Records from a data collection:
══════

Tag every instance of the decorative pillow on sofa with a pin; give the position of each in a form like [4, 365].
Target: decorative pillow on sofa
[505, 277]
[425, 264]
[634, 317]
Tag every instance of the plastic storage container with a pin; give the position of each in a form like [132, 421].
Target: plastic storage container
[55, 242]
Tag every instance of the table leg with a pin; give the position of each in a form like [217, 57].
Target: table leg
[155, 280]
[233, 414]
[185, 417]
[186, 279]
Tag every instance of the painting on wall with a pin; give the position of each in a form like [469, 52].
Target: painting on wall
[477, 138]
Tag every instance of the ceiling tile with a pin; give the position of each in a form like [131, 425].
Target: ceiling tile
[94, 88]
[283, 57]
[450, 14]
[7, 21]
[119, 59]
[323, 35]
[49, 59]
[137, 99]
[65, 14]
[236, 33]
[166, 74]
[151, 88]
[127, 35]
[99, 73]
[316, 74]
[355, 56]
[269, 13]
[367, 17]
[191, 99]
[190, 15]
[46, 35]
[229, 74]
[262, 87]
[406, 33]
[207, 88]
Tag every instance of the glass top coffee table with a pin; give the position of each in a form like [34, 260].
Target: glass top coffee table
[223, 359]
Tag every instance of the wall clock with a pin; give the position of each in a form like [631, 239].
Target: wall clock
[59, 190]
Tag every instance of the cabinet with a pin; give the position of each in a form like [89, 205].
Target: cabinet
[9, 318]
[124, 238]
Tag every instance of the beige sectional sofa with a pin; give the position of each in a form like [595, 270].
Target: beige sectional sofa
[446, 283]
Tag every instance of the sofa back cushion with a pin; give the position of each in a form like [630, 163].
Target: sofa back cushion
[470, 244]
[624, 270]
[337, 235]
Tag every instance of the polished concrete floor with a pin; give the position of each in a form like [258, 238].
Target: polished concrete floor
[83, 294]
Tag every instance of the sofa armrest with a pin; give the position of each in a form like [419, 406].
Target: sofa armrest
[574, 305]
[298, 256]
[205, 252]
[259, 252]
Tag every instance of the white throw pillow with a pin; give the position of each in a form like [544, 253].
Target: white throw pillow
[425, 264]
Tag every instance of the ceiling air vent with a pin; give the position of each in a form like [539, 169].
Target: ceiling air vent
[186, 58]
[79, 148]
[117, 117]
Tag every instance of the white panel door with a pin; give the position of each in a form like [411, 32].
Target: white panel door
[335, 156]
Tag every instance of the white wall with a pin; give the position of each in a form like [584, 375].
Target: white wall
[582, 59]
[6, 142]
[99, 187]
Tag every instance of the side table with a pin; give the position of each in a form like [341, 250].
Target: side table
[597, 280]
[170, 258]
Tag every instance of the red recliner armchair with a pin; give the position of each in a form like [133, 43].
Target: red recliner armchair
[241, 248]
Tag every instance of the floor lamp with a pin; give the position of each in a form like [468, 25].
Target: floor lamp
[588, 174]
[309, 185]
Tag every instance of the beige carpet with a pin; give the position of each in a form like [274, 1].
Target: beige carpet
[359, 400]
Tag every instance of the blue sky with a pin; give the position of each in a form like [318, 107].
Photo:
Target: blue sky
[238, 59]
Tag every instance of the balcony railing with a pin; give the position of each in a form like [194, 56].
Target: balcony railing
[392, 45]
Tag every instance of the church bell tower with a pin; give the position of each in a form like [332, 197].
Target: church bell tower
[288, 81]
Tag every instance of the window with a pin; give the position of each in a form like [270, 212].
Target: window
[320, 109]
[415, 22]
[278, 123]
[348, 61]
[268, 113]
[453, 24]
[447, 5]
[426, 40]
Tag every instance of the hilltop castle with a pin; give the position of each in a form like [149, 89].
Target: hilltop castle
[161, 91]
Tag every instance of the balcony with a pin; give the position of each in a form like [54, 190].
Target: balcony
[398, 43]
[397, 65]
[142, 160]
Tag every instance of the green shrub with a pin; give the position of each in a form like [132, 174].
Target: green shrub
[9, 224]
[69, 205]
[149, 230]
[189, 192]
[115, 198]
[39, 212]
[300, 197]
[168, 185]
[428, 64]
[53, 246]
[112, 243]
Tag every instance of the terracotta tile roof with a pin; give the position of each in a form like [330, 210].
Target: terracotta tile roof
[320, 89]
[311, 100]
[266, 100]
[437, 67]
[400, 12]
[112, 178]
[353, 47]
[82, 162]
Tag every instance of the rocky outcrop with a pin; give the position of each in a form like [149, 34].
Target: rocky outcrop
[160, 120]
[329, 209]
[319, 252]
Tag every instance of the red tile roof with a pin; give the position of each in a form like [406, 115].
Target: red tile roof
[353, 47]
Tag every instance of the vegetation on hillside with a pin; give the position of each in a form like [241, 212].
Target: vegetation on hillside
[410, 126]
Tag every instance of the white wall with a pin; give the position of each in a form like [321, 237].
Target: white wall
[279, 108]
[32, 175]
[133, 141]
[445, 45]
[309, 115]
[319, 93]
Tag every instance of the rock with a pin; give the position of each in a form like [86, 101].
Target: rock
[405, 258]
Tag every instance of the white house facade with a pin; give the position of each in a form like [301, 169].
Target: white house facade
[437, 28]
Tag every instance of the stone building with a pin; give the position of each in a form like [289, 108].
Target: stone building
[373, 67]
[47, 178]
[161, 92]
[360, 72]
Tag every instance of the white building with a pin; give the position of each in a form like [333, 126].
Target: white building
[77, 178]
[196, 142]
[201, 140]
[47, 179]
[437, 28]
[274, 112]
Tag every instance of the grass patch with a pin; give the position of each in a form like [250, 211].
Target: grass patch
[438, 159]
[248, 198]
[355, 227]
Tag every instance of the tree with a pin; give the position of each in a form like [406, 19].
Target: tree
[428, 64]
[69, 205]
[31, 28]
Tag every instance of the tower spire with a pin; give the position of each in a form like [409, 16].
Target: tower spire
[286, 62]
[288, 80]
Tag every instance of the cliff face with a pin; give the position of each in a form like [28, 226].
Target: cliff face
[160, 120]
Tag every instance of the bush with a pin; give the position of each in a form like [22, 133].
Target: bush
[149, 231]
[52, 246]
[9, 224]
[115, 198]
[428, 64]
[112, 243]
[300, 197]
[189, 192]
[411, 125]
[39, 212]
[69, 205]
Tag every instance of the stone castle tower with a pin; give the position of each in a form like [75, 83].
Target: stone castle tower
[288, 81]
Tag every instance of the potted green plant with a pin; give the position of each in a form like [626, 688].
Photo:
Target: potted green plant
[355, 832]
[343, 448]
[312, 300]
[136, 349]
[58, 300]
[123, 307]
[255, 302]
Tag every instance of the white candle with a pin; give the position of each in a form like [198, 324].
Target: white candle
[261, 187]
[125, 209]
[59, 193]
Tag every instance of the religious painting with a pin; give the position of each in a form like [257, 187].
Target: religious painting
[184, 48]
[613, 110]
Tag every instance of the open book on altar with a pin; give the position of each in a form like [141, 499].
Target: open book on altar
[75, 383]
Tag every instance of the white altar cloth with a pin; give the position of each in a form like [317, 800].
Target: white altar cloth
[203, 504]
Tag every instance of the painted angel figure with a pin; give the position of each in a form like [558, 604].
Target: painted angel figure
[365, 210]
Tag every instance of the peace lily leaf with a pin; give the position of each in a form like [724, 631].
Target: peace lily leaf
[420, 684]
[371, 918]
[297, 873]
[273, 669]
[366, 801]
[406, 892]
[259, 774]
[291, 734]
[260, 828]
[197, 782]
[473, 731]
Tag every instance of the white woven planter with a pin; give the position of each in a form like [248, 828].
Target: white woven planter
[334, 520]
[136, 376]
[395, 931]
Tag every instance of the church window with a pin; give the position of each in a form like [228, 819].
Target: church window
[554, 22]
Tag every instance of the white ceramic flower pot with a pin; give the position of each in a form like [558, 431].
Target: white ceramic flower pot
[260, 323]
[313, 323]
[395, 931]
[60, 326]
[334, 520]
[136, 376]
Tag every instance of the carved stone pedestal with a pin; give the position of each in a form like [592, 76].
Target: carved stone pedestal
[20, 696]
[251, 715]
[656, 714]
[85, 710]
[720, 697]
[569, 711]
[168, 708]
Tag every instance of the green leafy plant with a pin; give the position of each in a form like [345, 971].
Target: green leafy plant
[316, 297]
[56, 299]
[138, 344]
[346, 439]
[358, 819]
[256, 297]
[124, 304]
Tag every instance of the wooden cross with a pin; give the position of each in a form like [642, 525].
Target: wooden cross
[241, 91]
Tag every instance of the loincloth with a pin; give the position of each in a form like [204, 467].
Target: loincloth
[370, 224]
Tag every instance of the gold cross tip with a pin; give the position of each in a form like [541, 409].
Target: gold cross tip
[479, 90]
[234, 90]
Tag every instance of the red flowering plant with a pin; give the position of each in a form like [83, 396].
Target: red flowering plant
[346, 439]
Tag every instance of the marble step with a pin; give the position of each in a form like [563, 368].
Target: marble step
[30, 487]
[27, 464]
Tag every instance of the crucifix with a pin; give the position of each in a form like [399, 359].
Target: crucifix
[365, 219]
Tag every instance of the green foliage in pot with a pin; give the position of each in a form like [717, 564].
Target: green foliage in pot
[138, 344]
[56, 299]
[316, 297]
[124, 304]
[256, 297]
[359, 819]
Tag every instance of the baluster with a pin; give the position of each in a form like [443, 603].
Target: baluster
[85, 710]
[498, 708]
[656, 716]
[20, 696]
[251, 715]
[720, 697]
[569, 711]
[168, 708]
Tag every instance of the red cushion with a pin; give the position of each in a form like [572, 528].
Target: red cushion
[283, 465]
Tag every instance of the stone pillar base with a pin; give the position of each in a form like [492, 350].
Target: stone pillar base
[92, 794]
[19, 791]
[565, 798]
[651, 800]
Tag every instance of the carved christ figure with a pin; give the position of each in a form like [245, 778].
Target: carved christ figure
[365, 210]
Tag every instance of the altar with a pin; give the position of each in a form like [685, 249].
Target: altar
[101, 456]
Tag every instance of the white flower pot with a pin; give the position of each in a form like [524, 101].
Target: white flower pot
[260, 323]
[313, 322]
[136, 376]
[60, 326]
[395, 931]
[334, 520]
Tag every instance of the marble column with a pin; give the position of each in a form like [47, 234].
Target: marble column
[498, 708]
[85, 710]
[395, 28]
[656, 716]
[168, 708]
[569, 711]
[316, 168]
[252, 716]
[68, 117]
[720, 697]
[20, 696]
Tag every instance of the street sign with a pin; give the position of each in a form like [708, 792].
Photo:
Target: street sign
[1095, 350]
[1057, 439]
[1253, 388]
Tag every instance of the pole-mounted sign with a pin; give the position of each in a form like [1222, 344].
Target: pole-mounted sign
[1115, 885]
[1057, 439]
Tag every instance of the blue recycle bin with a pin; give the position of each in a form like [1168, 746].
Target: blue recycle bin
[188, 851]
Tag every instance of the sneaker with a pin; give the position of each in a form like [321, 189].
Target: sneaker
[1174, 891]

══════

# ACTIVITY
Transcribe the lines above between the line holding "Target: rocky outcrop" and the line holding "Tag every instance of the bush", inclusive, exactly as they stand and with nothing added.

# ANSWER BELOW
Target: rocky outcrop
[160, 120]
[329, 209]
[319, 252]
Tag every instance of the red tile roof with a pin; give the position of each in a form like [406, 115].
Target: red tile roof
[353, 47]
Tag every instance of the vegetation on hillside with a pin; give the position of each in a form like [241, 212].
Target: vegetation on hillside
[410, 126]
Tag every instance of the white wall with a pin; give the position of each in a form like [321, 237].
Target: white wall
[279, 108]
[32, 175]
[133, 141]
[445, 45]
[309, 115]
[319, 93]
Tag every instance of the rock with a pin; give the position of each in a form like [86, 101].
Target: rock
[405, 258]
Tag every instance of the white house facade with a pin; give the position of each in a form like [301, 169].
Target: white house facade
[437, 28]
Tag every instance of the stone building with a pin; give the position of each in a form like [289, 108].
Target: stone building
[373, 67]
[47, 178]
[161, 92]
[360, 72]
Tag every instance of the white building with a pin; give the position of each in a form like [333, 126].
Target: white building
[77, 178]
[196, 142]
[201, 140]
[47, 179]
[437, 28]
[274, 112]
Tag every instance of the grass patch with a pin; give the position of each in a form like [250, 211].
Target: grass patch
[438, 159]
[248, 198]
[355, 227]
Tag every instance of the tree with a pin; give the position of each in a form like [406, 19].
Target: tree
[428, 64]
[69, 205]
[31, 28]
Tag every instance of the tower spire with a pin; give the position of each in a form like [409, 16].
Target: tower spire
[286, 62]
[288, 80]
Tag every instance of the cliff face with a pin; give the position of each in a form like [28, 226].
Target: cliff face
[160, 120]
Tag every instance of the bush with a pin; give the position of each in a form like [22, 133].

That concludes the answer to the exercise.